The entries below are to be printed again word for word.

##### LISTED RECORDS

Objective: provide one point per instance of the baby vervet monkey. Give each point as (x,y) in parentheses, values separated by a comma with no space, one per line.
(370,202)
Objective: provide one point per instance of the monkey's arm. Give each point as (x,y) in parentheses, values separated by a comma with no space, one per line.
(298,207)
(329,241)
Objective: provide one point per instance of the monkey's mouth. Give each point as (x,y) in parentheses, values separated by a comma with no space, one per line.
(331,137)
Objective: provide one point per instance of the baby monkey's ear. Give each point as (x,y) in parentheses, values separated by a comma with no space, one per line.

##########

§ **THE ANSWER**
Objective: provide one point per instance of the baby vervet monkey. Give each point as (x,y) in parentheses, values separated by a comma with no space, one per line.
(370,202)
Objective: provide one point per instance of the monkey's arm. Give each point as (x,y) in parentheses, values separated by a comma with no space, one per line.
(298,207)
(329,241)
Objective: provide one point per instance of the monkey's mouth. Give each point as (x,y) in parentheses, values separated by a comma with no space, one per line.
(331,137)
Objective: provide one point per instance of the baby monkey's ear. Give each point as (x,y) in parentheses, values separated by a comma with no space, one per line.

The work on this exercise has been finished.